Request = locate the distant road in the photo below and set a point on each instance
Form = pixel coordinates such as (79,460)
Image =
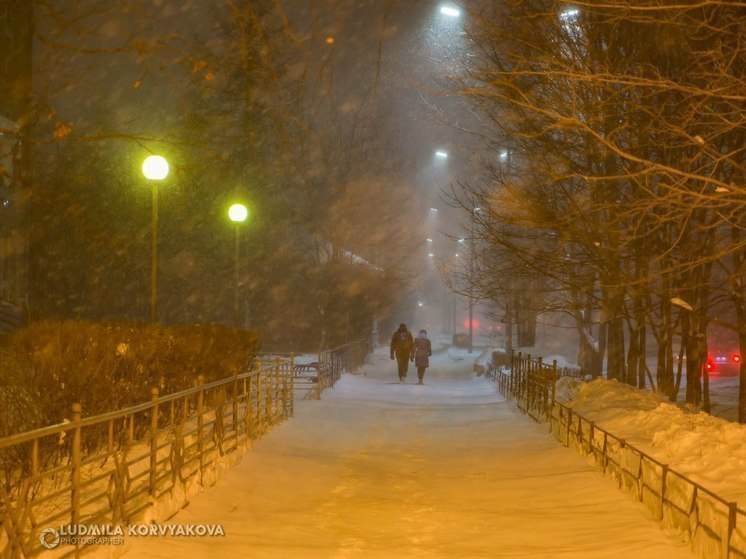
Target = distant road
(443,470)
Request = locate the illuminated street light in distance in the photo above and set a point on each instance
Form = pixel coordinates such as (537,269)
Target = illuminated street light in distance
(238,213)
(155,168)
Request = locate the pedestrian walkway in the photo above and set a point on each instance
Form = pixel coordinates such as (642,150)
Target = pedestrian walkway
(447,469)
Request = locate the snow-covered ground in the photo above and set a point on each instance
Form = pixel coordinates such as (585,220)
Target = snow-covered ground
(709,450)
(447,469)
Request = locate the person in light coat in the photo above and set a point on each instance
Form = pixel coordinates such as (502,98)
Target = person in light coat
(421,353)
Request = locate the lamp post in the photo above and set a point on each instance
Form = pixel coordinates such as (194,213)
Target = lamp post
(155,169)
(237,214)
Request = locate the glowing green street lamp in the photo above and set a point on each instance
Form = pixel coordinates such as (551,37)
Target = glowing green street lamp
(155,169)
(237,214)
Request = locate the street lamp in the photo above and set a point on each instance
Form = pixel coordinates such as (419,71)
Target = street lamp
(237,214)
(155,169)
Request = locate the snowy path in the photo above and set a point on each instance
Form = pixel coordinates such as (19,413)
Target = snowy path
(448,469)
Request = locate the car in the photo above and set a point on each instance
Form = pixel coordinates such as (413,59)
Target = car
(726,364)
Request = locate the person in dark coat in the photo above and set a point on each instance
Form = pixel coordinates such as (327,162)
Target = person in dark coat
(421,353)
(401,347)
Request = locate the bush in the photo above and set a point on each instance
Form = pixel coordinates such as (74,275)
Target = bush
(47,366)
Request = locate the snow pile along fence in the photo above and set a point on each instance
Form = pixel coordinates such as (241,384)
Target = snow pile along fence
(154,456)
(347,358)
(714,526)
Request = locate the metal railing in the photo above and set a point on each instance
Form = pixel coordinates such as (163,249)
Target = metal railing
(715,526)
(347,358)
(110,468)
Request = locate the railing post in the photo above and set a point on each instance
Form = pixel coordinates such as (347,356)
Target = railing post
(234,407)
(732,511)
(201,426)
(75,472)
(153,442)
(278,390)
(664,474)
(554,380)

--

### SET EXERCISE
Make a verbatim copy of all the entries and strip out the pictures.

### THE ANSWER
Request = locate the distant road in the photo below and set a point on each instance
Form = pixel coordinates such as (79,460)
Image =
Target = distant road
(443,470)
Request = locate the illuminated street light in distance in the photo above and set a point on each instance
Form = pixel coordinates such as (537,269)
Target = illuminated street light in distance
(238,213)
(155,168)
Request = locate the pedestrian walkway in the photo above and set a point on each instance
Form = pixel coordinates such as (642,150)
Target = pedestrian walkway
(447,469)
Request = locate the snow-covered ground in the photo above and set a point on each instance
Form = pixel coordinates such as (585,220)
Target = snow-covered ground
(709,450)
(447,469)
Request = locate the person in light coat in the photo above and set a point on each instance
Form = pixel coordinates such as (502,98)
Target = person in light coat
(421,353)
Request = locate the lamp post in the photo above and set a point on each instance
Form = pixel coordinates such as (194,213)
Target = lamp post
(155,169)
(237,214)
Request = locate the glowing green street lamp in the photo above and set a point on each instance
Form = pixel coordinates such as (551,37)
Target = glowing green street lamp
(155,169)
(237,214)
Request = locate the street lamp in the photo above and set a point on each instance
Form = pixel coordinates such as (419,71)
Target = street lamp
(237,214)
(155,169)
Request = locate the snowy path in the photo above and set a point on each instance
Form = pixel coordinates such as (19,413)
Target = snowy path
(448,469)
Request = locate the car in the photo above and set a point on each instance
Form = pixel coordinates such as (413,59)
Target = car
(726,364)
Request = locate the person in dark coat in the photo above and set a point on each instance
Form = pixel coordinates such as (327,162)
Target = person in dark coat
(421,353)
(401,347)
Request = locate the bush in the photo above and set a point on each instance
Form = pixel coordinates such as (74,275)
Target = bush
(47,366)
Request = locate the snow pile along fence in the photo above and set a point on each instance
Form = pixel coordinates such as (241,384)
Target = snow pile along fence
(154,456)
(347,358)
(714,526)
Request = locate the metal railing in the photo above and set a point on each instance
Form = pixel coordinates such as (163,249)
Target = metal railing
(715,526)
(347,358)
(110,468)
Request = locate the railing post in the photo above and set a point on each instance
Form = pixel coordinates such as (347,356)
Target = railing post
(234,407)
(732,511)
(201,426)
(75,472)
(153,442)
(278,390)
(664,474)
(554,380)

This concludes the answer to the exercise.